Exercise >>
Reproduce every line of the records below verbatim, omitting the pictures from your output.

Exercise materials >>

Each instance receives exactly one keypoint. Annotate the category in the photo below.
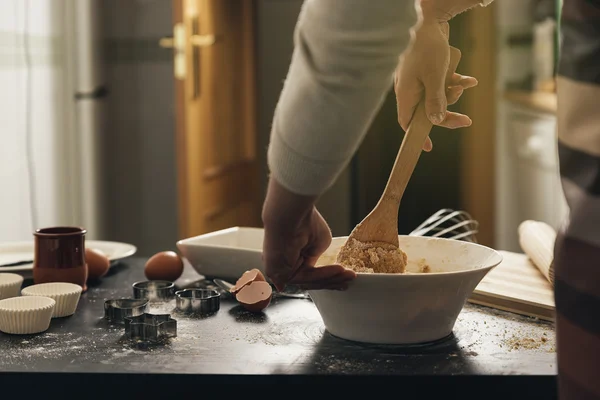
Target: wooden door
(213, 45)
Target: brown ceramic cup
(59, 255)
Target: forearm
(341, 69)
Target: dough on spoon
(372, 257)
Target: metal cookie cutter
(150, 327)
(198, 301)
(154, 290)
(116, 310)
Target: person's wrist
(285, 208)
(445, 10)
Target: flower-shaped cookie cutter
(154, 291)
(198, 301)
(116, 310)
(150, 327)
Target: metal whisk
(450, 224)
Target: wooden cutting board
(516, 285)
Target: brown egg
(255, 296)
(166, 265)
(253, 275)
(98, 263)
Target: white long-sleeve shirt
(345, 55)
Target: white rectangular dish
(224, 254)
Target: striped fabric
(577, 251)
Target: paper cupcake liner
(10, 285)
(25, 315)
(66, 295)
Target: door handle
(177, 43)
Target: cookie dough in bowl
(416, 306)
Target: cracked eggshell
(255, 296)
(253, 275)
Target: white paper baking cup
(65, 294)
(10, 285)
(24, 315)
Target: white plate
(22, 251)
(225, 254)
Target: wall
(36, 167)
(140, 186)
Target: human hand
(296, 235)
(427, 73)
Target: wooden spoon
(381, 224)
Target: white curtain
(50, 116)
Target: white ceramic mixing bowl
(409, 308)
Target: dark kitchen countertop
(288, 342)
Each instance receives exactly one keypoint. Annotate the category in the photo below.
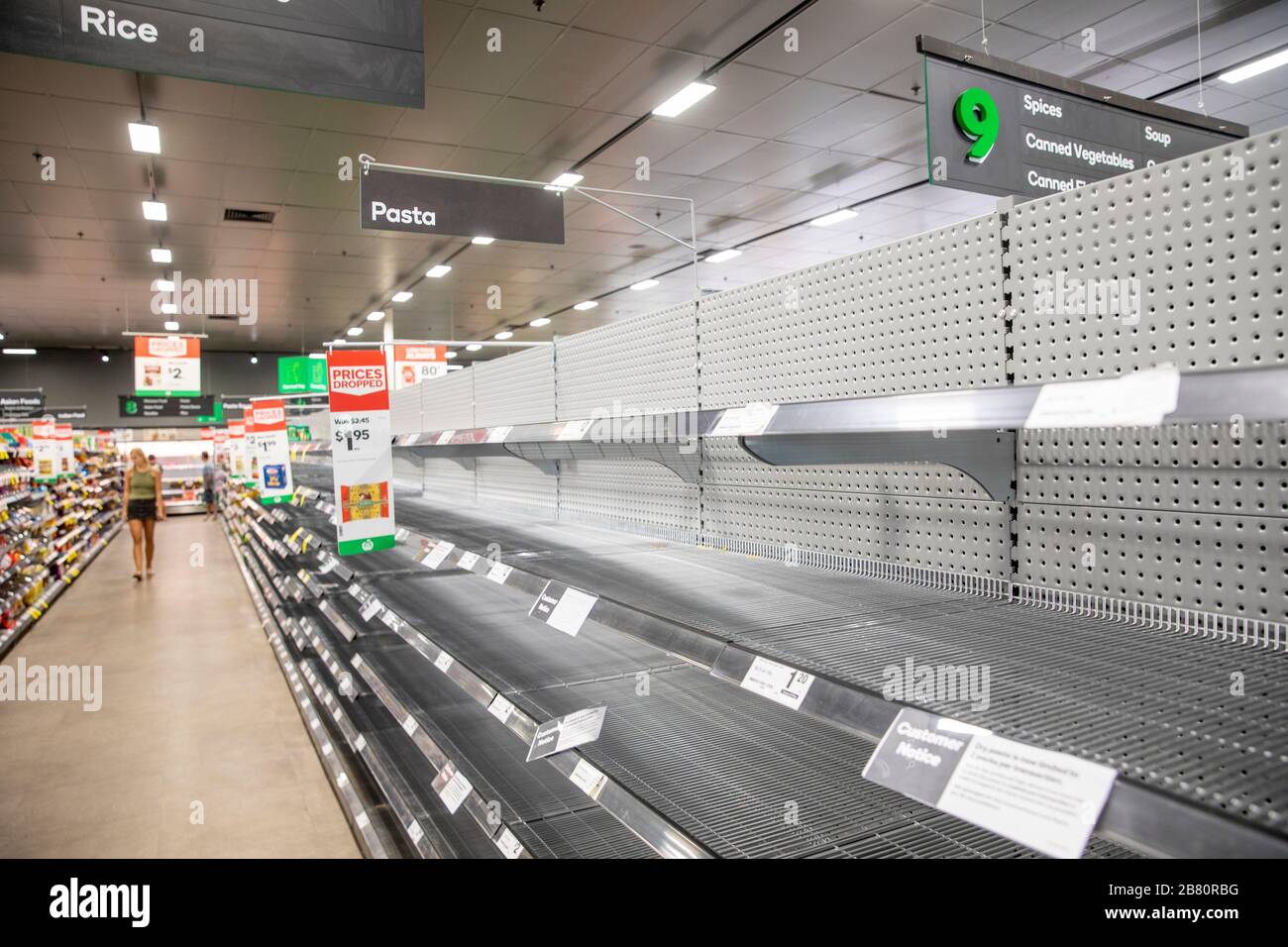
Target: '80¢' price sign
(362, 450)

In response >>
Each instance receives exactly one keypoint. Annotate the category in the photo below.
Target: wooden door
(213, 45)
Target: brown ceramic cup
(59, 255)
Target: forearm
(341, 69)
Target: dough on spoon
(372, 257)
Target: metal cookie cutter
(150, 327)
(198, 301)
(154, 290)
(116, 310)
Target: person's wrist
(285, 208)
(445, 10)
Target: flower-shaped cookie cutter
(154, 291)
(198, 301)
(116, 310)
(150, 327)
Target: metal whisk
(450, 224)
Target: wooden cutting board
(516, 285)
Target: brown egg
(255, 296)
(166, 265)
(253, 275)
(98, 263)
Target: white long-sleeve shirt
(345, 55)
Target: white rectangular dish
(224, 254)
Target: striped fabric
(577, 251)
Target: paper cupcake liner
(10, 285)
(25, 315)
(66, 295)
Target: door handle
(177, 43)
Target: cookie dough in bowl
(416, 306)
Target: cracked eggshell
(255, 296)
(253, 275)
Target: white paper baking cup
(65, 294)
(10, 285)
(24, 315)
Target: white plate
(22, 251)
(225, 254)
Target: wall
(36, 167)
(140, 186)
Target: human hand
(296, 235)
(427, 73)
Target: wooden spoon
(381, 224)
Target: white curtain
(50, 116)
Target: white ceramic mixing bowl
(409, 308)
Target: dark kitchen countertop
(288, 342)
Each instance receives exactly one keypoint. Annotate the category in the photo below.
Target: '80¢' price sign
(362, 450)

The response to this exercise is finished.